_TO BE DONE_. Transcribe all of the rows below verbatim, line for line, and leave the picture out of your copy.

============================================================

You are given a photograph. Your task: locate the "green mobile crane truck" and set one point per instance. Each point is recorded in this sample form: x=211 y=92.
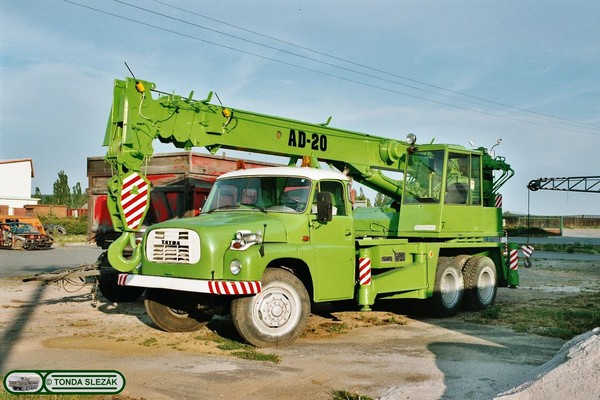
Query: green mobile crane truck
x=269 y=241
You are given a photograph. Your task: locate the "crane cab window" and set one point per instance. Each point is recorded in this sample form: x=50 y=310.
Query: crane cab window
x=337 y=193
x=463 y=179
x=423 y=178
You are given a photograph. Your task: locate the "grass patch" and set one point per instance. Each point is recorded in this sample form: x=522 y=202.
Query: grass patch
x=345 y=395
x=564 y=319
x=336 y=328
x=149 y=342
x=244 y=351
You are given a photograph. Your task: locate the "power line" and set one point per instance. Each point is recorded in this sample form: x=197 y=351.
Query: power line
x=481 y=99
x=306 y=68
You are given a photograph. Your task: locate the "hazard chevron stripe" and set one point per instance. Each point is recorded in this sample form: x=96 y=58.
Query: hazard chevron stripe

============================================================

_TASK SOLUTION_.
You are given a photograph. Your task: locate the "green mobile crane truck" and set one point per instance. Each point is recorded in this sample form: x=211 y=92.
Query: green mobile crane truck
x=269 y=241
You are given a photograph. Your task: locate the "crane cab window" and set one point per instance. Each point is recorded in this sample form: x=50 y=310.
Query: crane cab window
x=337 y=193
x=463 y=179
x=423 y=178
You are given a photograph. Your task: locate the "grass patch" and set one point per instance. Each point is recorded in this sample form: x=522 y=202.
Query: grass patch
x=345 y=395
x=564 y=319
x=336 y=328
x=149 y=342
x=244 y=351
You are given a photograph. Your task: locate the "power line" and set one point per instance. Each point is recorded in this sample form: x=197 y=351.
Query: power line
x=481 y=99
x=306 y=68
You are given a photograph. Your task: locate the "hazard chevron stripe" and set one point per instance. Each point is recorded in this sample form: x=96 y=58.
Query: hazard chevron stripe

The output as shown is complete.